▶ [Given problem]:
Everything from the line containing "brick house ->" through the last line of the records below should be printed exactly, please, and nothing else.

▶ [Exercise materials]:
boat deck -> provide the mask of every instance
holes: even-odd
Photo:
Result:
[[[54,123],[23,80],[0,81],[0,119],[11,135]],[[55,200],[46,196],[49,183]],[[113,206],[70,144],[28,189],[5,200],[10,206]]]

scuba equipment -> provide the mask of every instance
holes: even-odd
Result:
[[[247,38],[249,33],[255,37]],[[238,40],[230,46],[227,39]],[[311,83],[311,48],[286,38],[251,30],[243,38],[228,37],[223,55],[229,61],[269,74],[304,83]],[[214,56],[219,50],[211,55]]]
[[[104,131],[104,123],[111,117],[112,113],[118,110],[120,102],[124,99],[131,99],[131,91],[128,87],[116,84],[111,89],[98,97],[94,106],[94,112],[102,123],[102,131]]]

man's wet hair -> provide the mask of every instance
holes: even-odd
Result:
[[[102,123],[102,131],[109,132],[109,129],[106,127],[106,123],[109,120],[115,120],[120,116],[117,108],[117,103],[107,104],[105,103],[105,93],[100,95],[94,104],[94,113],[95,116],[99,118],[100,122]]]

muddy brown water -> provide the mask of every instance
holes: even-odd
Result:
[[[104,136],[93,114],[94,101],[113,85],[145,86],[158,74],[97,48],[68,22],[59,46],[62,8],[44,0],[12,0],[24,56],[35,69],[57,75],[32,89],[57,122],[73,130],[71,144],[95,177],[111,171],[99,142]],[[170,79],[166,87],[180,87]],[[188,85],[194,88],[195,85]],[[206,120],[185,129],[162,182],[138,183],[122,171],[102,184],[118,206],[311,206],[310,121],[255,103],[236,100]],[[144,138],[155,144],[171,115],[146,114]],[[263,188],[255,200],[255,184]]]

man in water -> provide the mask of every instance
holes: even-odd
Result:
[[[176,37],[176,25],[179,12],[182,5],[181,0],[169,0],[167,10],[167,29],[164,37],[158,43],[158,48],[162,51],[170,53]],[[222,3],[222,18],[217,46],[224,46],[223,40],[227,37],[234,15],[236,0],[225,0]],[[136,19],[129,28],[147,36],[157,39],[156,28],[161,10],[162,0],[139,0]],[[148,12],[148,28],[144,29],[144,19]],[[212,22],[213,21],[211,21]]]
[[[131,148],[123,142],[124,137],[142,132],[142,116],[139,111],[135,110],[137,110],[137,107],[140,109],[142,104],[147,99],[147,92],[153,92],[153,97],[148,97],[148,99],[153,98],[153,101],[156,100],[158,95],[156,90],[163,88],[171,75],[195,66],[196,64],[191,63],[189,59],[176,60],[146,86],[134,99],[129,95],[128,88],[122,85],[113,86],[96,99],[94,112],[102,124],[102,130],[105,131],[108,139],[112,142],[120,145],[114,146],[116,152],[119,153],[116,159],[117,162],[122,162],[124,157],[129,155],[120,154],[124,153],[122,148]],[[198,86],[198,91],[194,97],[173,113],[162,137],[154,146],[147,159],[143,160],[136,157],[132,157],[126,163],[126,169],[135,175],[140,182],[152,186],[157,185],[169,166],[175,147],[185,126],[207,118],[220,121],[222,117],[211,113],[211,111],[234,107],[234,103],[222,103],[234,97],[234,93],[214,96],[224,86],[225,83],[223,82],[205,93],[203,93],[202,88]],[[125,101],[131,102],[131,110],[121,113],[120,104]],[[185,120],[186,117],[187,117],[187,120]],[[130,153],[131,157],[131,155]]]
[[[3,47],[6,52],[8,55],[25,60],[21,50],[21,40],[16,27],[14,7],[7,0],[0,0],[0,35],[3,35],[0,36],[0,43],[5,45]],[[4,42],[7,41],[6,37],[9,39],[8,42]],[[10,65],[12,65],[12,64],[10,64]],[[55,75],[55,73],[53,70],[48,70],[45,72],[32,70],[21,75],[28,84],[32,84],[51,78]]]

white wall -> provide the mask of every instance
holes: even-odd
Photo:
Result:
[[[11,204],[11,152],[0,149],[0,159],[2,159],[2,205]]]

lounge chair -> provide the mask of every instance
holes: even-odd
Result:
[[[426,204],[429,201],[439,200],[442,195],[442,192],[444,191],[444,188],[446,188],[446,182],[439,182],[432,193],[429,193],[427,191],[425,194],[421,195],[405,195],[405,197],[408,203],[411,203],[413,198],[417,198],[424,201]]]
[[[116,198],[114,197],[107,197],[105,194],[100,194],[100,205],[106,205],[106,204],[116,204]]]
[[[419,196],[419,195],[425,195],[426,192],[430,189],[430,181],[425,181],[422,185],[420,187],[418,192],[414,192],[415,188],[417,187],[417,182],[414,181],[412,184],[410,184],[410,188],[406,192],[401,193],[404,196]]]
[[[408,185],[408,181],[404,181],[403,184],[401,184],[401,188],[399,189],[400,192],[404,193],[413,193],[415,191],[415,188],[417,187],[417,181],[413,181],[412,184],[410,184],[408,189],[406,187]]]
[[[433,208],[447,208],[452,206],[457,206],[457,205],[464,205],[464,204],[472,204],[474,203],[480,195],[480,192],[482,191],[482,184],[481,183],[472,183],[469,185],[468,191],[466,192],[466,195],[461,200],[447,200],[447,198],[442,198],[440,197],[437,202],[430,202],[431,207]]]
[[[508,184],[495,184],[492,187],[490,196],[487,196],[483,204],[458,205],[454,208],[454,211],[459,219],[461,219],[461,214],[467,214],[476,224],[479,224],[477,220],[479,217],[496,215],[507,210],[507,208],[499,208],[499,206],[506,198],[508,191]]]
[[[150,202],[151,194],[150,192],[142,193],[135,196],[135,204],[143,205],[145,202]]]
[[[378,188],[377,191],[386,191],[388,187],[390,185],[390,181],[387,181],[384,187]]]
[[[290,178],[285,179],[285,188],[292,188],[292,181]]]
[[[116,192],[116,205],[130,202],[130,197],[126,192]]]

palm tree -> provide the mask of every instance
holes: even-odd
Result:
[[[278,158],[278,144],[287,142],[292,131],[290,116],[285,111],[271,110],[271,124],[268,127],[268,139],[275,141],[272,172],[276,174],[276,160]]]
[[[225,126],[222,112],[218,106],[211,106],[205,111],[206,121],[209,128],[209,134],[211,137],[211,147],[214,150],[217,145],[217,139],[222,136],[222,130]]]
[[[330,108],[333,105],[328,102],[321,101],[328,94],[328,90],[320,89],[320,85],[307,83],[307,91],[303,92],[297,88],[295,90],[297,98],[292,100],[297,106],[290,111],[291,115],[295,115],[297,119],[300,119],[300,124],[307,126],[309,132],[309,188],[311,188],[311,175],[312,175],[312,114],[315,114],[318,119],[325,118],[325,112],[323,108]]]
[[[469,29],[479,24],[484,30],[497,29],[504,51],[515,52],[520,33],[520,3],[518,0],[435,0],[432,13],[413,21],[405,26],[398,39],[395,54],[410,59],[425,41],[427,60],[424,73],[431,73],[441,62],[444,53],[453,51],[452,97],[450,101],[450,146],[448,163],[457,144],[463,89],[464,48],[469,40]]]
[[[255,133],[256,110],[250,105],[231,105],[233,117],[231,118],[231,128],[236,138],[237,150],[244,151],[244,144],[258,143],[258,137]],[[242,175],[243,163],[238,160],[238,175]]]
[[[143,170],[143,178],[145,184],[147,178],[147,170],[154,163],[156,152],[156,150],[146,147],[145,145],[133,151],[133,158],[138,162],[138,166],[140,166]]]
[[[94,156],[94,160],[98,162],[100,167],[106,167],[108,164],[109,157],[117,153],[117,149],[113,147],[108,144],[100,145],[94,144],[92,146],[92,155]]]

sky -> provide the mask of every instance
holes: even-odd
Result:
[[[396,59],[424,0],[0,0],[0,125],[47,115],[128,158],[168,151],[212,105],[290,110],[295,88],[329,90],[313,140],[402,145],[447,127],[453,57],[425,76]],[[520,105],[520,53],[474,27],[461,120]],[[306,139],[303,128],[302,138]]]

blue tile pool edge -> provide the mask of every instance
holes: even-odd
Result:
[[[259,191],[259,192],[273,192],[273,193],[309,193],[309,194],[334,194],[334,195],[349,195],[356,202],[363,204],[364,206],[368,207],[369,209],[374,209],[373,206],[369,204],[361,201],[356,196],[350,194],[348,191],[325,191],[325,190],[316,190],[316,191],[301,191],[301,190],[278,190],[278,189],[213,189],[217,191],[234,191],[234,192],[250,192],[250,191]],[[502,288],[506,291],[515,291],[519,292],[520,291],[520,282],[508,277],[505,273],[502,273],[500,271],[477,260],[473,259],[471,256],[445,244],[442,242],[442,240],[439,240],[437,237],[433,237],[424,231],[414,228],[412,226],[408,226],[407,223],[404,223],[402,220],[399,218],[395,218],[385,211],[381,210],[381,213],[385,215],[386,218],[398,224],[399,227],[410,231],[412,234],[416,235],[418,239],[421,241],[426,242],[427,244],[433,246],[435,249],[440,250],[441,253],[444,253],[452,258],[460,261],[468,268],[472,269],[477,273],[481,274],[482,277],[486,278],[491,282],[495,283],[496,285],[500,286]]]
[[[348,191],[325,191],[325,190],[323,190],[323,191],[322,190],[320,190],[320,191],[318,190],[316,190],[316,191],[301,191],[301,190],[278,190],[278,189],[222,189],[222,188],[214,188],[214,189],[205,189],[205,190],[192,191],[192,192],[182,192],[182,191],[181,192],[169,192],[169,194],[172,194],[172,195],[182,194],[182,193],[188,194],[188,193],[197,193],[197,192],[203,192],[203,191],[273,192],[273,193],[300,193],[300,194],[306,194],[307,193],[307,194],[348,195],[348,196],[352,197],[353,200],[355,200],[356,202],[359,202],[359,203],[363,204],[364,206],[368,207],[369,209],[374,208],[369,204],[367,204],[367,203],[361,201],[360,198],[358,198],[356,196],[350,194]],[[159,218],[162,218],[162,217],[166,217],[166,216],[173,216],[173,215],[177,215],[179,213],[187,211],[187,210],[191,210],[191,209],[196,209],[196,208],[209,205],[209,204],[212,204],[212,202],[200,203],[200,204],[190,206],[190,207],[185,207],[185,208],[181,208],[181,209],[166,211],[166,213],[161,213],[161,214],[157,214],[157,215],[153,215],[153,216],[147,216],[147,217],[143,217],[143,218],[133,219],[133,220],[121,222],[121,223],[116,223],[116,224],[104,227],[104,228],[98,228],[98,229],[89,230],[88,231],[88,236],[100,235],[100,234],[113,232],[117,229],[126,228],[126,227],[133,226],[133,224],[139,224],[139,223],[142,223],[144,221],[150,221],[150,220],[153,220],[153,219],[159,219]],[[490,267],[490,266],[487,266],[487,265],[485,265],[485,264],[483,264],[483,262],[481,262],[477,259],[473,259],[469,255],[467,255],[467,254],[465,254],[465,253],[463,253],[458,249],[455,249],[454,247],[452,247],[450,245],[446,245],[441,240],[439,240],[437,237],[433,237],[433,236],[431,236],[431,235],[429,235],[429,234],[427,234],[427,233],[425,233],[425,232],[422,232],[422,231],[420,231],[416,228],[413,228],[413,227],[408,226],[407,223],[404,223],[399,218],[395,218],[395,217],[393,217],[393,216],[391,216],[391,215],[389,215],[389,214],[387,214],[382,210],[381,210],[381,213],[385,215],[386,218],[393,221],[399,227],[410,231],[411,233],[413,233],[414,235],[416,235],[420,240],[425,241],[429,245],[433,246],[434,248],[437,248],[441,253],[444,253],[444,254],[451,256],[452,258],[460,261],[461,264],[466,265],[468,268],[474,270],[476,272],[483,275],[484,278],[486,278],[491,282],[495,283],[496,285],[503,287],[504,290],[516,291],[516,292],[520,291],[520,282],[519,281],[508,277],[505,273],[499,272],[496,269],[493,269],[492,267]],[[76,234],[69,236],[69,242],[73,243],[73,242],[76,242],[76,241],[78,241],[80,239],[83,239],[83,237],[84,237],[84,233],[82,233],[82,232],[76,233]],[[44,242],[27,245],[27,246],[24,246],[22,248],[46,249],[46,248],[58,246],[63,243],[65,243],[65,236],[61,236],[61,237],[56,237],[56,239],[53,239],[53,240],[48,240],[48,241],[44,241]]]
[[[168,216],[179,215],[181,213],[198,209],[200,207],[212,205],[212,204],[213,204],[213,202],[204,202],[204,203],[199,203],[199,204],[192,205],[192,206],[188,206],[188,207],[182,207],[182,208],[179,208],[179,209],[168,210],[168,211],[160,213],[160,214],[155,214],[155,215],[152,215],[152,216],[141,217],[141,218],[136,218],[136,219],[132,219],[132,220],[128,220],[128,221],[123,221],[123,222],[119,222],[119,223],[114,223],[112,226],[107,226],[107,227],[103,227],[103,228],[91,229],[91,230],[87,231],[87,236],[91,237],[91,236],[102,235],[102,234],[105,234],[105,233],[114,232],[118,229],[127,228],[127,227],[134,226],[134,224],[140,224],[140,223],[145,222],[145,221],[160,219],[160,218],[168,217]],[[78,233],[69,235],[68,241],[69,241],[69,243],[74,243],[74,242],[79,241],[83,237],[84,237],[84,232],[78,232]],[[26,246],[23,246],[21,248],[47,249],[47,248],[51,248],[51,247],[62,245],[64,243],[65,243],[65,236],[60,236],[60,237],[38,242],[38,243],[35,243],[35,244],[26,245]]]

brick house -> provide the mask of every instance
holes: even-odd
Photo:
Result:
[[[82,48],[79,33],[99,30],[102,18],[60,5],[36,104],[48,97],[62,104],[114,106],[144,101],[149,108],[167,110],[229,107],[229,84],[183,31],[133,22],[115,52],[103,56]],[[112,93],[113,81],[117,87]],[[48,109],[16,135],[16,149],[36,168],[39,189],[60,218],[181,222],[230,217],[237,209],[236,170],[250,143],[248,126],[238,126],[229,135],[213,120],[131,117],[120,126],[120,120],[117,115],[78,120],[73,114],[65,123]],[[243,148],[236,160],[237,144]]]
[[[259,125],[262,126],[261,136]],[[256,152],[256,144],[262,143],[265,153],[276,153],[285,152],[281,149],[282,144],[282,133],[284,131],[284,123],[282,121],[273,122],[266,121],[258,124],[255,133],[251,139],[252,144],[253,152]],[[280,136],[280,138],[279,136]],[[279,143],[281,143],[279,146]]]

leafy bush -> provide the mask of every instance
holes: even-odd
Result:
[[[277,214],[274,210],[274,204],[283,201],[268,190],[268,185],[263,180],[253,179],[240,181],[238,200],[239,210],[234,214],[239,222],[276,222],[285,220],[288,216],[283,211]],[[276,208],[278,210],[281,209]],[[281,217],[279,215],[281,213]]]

▶ [Final answer]:
brick house -> provide the mask of every instance
holes: even-odd
Photo:
Result:
[[[82,48],[79,33],[99,30],[102,18],[60,5],[36,104],[48,97],[62,104],[114,106],[144,101],[149,108],[167,110],[229,107],[229,84],[183,31],[133,22],[115,52],[103,56]],[[112,93],[113,81],[117,87]],[[48,109],[16,135],[16,149],[36,168],[39,189],[60,218],[181,222],[230,217],[237,209],[236,170],[250,143],[248,126],[238,126],[229,135],[213,120],[131,117],[120,126],[120,120],[117,115],[78,120],[73,114],[65,123]],[[243,148],[236,160],[237,144]]]
[[[259,125],[262,126],[261,136]],[[256,152],[256,144],[262,143],[265,153],[276,153],[285,152],[281,149],[282,144],[282,133],[284,131],[284,123],[282,121],[273,122],[266,121],[258,124],[255,133],[251,139],[252,144],[253,152]],[[280,136],[280,138],[279,136]],[[279,143],[281,143],[279,146]]]

leafy bush -> provide the mask of every instance
holes: even-odd
Result:
[[[277,214],[274,210],[274,204],[283,201],[268,190],[268,185],[263,180],[253,179],[240,181],[238,200],[239,210],[234,214],[239,222],[276,222],[285,220],[288,216],[283,211]],[[276,208],[278,210],[281,209]],[[281,217],[279,215],[281,213]]]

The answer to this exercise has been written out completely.